OBJECTIVE => State how many lines of the listing below contain the string "green", with uppercase and lowercase treated as distinct, and reply with the number alone.
►
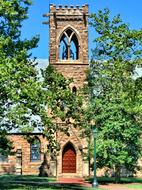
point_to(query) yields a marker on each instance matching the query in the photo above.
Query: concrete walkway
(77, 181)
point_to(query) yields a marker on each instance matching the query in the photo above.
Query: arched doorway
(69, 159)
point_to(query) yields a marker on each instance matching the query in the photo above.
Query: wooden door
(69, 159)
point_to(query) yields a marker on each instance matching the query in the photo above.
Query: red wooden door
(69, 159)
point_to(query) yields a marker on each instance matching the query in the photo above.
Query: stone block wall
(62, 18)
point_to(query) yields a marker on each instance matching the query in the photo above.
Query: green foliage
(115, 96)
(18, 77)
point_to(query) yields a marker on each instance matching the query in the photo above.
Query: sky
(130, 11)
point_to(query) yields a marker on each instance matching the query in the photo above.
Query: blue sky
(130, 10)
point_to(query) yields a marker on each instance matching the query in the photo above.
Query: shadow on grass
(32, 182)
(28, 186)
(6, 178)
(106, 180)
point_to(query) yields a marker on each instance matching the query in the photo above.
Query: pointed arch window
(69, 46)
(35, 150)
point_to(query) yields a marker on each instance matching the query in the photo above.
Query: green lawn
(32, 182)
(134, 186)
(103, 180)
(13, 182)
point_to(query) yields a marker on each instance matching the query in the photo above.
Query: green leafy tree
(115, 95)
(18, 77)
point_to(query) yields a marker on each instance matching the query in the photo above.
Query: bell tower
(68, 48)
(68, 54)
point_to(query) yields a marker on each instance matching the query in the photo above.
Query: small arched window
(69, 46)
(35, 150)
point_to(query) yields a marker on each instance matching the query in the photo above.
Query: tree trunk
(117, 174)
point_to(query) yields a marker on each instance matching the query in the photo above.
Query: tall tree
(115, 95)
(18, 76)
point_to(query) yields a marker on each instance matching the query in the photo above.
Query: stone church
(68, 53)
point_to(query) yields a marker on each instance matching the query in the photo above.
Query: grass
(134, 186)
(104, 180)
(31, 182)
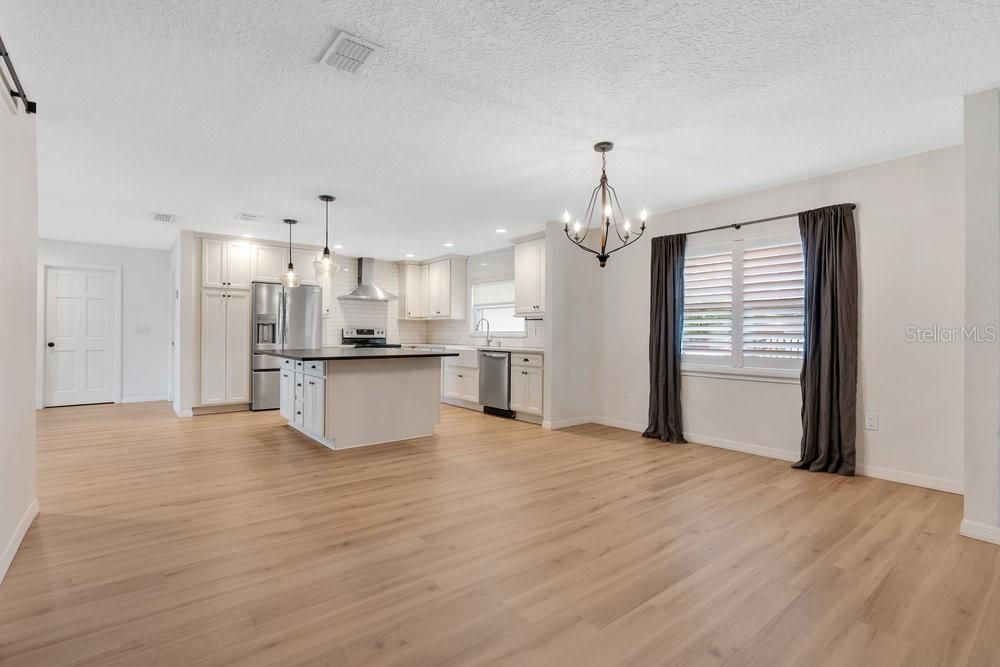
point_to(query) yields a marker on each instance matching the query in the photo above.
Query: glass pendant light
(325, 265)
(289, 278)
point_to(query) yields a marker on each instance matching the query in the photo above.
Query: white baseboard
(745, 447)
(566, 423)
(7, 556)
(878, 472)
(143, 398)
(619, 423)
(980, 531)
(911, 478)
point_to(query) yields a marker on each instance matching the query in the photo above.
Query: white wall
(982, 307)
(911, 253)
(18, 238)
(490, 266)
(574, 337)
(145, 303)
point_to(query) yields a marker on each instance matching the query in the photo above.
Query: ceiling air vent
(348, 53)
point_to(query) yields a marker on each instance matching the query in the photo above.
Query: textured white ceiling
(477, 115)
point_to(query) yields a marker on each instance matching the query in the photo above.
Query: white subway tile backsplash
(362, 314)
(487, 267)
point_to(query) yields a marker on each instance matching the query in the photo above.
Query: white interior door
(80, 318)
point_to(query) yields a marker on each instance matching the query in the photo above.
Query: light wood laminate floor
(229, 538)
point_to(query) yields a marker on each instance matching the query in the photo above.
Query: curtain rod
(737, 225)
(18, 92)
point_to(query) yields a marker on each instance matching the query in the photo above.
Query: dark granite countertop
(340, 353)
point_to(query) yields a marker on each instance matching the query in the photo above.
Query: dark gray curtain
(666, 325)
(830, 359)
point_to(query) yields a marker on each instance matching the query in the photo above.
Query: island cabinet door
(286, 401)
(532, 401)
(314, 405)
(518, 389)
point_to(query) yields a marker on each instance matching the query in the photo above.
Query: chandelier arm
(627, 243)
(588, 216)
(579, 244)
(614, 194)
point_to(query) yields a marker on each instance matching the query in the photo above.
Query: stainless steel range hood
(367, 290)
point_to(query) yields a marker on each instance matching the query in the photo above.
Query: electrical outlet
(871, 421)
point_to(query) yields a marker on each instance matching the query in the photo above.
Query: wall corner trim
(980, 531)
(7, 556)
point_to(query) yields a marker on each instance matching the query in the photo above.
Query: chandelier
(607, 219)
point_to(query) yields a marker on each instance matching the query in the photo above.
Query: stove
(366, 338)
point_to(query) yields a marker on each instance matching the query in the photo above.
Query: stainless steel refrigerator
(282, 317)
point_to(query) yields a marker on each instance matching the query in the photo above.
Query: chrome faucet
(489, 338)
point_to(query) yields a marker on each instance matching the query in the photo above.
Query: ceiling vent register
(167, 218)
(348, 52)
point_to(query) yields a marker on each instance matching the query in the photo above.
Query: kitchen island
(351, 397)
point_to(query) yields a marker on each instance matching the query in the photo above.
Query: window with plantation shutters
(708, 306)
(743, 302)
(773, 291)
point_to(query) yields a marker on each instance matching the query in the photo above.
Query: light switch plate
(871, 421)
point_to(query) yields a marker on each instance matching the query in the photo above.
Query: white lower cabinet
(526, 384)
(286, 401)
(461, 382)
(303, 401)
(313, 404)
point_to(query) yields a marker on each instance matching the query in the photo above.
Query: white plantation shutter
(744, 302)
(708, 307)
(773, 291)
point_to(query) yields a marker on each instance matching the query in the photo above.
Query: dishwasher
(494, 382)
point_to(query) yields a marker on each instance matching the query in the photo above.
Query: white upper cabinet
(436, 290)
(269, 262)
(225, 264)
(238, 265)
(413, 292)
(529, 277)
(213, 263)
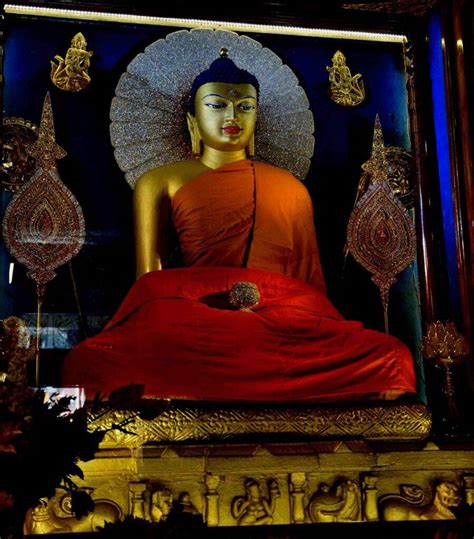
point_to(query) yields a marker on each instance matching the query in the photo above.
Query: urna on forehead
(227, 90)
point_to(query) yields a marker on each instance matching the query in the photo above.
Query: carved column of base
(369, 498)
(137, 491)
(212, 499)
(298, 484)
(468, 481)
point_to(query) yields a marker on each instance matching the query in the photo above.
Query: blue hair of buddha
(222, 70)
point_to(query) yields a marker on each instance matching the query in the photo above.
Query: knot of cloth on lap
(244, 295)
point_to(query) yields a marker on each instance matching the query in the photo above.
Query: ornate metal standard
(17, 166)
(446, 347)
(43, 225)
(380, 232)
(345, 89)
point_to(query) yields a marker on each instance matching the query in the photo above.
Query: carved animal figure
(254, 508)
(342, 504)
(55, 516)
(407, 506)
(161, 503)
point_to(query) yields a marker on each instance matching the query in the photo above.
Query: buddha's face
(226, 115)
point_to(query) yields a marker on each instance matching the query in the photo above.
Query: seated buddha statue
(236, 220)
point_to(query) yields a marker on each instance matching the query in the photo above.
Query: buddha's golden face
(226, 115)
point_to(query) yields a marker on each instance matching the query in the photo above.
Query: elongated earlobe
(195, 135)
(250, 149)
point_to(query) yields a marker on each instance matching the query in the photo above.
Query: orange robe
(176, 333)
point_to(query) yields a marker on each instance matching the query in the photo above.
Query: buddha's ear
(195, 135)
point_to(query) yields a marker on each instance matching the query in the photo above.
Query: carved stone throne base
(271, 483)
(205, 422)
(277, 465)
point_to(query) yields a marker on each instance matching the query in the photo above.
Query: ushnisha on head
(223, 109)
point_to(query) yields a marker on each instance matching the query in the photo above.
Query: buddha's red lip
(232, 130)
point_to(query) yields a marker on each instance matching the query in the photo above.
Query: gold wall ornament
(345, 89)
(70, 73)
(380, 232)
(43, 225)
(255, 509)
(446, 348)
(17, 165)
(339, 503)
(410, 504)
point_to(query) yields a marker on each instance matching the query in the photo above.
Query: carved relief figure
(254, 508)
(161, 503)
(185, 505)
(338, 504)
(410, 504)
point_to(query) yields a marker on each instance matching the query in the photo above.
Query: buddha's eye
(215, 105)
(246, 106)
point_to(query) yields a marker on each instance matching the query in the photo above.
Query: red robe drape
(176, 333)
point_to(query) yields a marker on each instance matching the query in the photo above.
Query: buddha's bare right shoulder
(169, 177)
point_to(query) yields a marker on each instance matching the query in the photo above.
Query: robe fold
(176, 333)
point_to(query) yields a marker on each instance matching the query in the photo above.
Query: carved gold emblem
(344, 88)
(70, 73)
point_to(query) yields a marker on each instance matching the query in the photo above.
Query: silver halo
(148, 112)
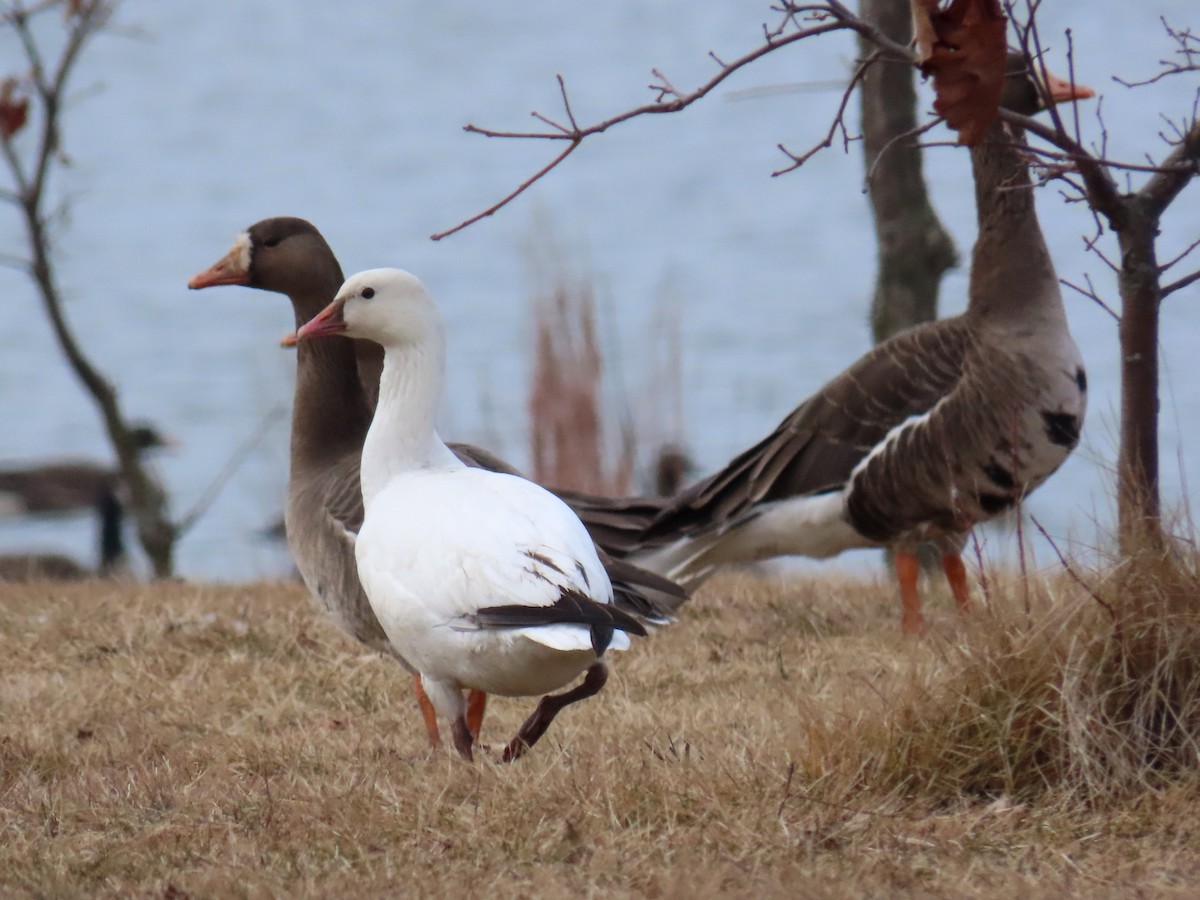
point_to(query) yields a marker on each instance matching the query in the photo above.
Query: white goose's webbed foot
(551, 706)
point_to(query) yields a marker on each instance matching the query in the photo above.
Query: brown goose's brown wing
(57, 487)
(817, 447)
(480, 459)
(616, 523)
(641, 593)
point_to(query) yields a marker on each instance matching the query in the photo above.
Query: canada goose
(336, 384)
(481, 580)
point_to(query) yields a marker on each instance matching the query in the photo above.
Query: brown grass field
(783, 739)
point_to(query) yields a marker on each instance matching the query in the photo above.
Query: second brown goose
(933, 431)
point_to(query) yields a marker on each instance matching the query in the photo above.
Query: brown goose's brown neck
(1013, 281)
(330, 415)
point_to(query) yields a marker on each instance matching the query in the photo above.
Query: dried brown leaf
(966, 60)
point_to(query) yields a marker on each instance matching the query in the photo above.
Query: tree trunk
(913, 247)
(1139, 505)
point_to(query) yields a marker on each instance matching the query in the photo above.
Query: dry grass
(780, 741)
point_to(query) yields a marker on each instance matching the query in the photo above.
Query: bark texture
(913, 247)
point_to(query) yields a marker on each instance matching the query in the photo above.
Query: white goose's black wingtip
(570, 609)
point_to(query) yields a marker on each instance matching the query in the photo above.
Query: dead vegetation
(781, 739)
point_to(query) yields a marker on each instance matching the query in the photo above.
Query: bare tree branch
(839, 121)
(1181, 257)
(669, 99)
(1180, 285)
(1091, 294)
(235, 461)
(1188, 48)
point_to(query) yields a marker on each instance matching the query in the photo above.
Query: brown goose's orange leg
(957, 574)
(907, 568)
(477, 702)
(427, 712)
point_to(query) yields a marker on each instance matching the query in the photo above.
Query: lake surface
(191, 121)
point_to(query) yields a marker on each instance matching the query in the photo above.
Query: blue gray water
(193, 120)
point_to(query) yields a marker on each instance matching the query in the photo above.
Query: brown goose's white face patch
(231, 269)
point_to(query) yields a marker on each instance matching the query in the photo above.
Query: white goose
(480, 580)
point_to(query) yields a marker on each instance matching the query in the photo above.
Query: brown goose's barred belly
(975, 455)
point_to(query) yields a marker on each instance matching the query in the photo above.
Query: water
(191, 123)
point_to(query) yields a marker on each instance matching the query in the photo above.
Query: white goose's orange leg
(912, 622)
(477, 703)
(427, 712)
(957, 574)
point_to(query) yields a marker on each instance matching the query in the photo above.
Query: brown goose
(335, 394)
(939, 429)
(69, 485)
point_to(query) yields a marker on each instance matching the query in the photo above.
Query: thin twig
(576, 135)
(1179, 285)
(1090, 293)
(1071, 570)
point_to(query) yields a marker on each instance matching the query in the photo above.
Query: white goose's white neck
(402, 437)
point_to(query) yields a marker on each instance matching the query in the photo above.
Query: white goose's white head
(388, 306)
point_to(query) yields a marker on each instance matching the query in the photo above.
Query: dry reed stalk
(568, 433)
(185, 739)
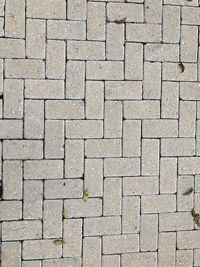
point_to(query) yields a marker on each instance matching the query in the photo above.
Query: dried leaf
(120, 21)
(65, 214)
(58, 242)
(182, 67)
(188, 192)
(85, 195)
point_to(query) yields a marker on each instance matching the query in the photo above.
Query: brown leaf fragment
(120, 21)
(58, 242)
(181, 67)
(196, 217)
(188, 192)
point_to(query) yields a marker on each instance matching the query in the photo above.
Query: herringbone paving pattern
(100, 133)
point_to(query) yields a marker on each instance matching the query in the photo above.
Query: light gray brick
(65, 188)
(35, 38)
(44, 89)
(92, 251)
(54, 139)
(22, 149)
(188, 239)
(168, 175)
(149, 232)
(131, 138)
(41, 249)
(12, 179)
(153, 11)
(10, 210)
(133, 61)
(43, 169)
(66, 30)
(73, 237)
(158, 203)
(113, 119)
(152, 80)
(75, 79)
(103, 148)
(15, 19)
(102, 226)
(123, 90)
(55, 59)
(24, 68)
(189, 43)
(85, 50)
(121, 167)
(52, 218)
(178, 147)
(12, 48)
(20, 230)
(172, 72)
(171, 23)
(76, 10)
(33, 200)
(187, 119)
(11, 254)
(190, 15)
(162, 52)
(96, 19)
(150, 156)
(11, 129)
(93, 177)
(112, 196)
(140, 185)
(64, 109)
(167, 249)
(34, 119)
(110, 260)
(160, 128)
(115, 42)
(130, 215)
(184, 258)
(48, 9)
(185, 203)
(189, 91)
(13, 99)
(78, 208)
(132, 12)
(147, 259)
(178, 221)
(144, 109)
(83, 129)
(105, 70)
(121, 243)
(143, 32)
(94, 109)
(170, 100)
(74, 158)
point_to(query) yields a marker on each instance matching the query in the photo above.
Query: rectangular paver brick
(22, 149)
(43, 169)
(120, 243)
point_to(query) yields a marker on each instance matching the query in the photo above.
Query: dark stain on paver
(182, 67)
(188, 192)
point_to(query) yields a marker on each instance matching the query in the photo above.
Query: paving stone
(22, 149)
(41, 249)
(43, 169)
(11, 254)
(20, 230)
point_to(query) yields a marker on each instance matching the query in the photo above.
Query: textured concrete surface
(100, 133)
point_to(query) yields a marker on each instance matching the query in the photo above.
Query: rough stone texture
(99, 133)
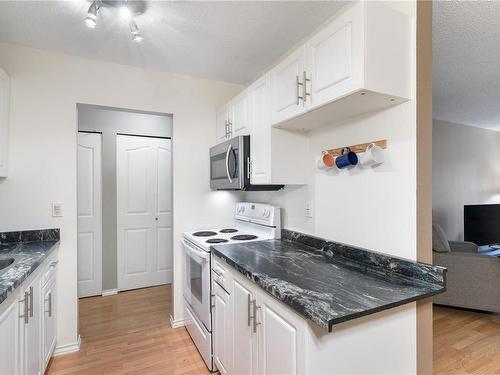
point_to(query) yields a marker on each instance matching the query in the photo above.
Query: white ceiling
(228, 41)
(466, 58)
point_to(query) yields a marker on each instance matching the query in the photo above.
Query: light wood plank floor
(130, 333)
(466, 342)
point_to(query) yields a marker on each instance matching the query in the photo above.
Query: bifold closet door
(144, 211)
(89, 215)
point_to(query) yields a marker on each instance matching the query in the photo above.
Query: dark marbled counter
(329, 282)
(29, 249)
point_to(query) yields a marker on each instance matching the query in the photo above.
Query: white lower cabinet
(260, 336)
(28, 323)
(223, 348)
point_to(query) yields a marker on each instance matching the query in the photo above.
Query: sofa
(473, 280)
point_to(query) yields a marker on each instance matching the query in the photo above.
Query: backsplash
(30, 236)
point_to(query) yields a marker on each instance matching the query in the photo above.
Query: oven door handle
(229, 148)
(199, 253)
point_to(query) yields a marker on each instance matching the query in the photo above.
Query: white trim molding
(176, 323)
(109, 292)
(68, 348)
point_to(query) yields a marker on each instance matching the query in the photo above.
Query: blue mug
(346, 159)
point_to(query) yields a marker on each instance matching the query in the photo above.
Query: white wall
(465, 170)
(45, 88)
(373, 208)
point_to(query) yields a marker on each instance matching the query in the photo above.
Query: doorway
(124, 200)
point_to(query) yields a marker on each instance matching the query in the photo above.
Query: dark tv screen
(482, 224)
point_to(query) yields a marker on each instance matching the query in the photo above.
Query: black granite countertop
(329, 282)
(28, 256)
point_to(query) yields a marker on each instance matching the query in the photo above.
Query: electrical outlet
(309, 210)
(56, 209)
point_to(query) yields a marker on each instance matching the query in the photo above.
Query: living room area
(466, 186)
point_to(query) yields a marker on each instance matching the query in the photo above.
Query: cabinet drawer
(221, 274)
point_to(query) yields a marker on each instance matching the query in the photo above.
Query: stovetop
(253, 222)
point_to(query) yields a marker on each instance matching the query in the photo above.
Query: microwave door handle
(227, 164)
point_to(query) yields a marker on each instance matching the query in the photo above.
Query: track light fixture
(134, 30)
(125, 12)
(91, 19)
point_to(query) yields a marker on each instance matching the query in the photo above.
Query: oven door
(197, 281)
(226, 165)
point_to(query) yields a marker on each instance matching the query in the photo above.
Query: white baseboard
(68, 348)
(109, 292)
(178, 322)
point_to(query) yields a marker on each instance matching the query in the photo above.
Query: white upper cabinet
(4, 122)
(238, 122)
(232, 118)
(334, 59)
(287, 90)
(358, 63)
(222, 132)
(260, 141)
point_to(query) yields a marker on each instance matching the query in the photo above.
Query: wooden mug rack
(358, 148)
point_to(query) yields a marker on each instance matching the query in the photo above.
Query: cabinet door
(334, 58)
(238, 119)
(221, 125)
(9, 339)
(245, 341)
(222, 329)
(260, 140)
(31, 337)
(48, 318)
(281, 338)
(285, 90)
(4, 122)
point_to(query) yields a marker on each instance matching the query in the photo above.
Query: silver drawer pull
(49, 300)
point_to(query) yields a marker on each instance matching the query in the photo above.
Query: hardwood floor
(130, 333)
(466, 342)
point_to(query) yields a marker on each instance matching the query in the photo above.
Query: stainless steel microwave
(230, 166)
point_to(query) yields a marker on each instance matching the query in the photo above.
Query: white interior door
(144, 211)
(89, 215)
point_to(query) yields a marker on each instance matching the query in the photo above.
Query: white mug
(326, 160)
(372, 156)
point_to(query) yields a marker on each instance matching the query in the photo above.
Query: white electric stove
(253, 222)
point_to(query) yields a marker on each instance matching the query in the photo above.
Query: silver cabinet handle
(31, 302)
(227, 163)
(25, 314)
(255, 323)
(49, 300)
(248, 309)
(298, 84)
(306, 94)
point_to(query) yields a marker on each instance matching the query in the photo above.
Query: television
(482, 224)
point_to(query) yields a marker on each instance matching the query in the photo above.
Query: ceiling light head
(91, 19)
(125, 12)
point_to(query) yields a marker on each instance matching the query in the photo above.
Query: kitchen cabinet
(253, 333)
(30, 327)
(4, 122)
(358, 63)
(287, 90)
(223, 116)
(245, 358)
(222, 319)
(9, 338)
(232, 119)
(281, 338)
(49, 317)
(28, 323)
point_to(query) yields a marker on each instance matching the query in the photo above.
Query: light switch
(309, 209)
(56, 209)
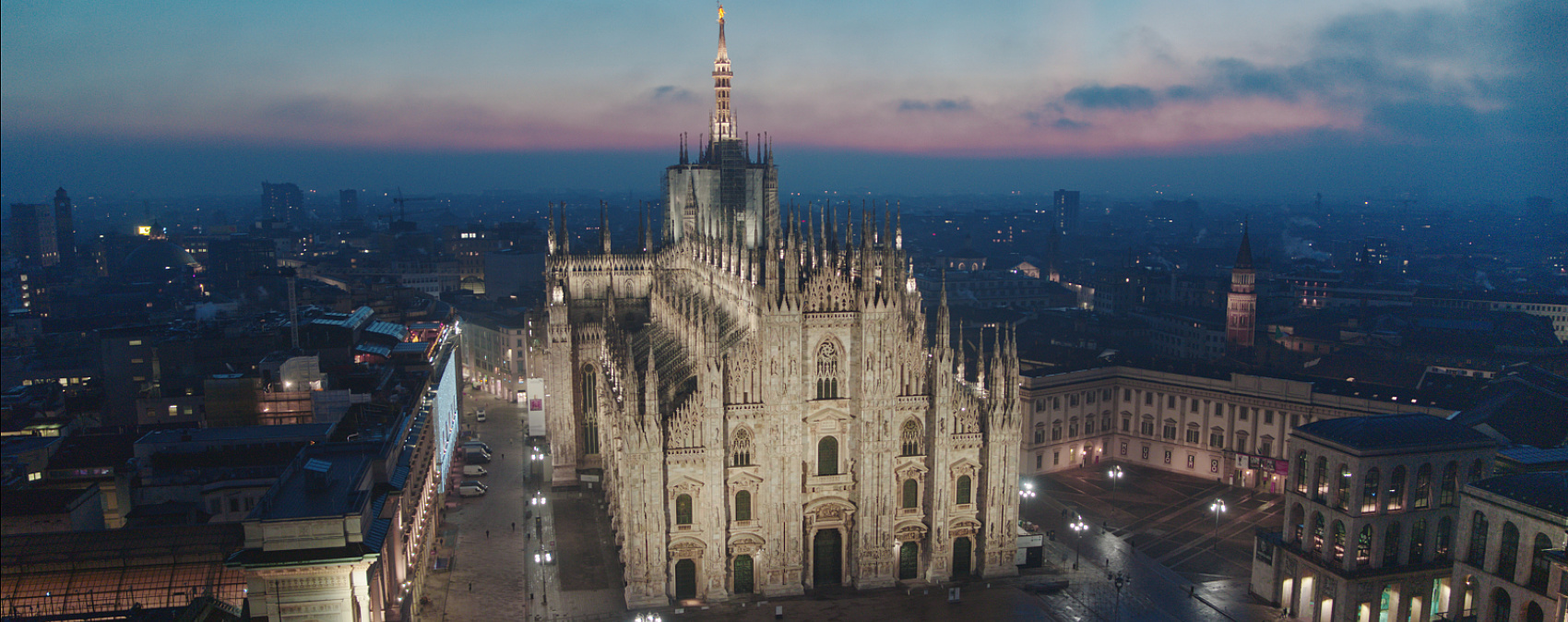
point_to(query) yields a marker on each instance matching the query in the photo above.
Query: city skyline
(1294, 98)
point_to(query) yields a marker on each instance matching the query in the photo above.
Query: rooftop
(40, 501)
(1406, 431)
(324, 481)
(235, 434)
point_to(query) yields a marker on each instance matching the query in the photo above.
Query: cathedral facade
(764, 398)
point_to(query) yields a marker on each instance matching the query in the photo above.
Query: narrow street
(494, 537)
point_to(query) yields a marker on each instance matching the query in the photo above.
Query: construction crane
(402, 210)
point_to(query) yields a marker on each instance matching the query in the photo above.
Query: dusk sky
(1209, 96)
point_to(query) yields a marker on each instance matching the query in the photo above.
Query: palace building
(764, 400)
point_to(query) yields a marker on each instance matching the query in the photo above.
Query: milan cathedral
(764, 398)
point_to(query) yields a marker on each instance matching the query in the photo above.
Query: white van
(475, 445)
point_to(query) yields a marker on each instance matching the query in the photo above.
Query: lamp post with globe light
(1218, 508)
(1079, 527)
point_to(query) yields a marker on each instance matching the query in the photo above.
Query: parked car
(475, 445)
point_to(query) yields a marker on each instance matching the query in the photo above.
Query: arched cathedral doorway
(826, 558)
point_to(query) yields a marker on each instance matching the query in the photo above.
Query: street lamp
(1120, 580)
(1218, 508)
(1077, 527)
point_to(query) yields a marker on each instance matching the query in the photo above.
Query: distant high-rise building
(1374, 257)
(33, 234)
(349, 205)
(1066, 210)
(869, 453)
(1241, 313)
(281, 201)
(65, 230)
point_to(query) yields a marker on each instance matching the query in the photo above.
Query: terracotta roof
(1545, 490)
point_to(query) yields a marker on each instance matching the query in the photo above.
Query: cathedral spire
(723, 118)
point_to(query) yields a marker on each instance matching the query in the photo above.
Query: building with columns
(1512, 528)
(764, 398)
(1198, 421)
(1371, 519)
◄
ANSWER FOR THIS EXERCISE => 3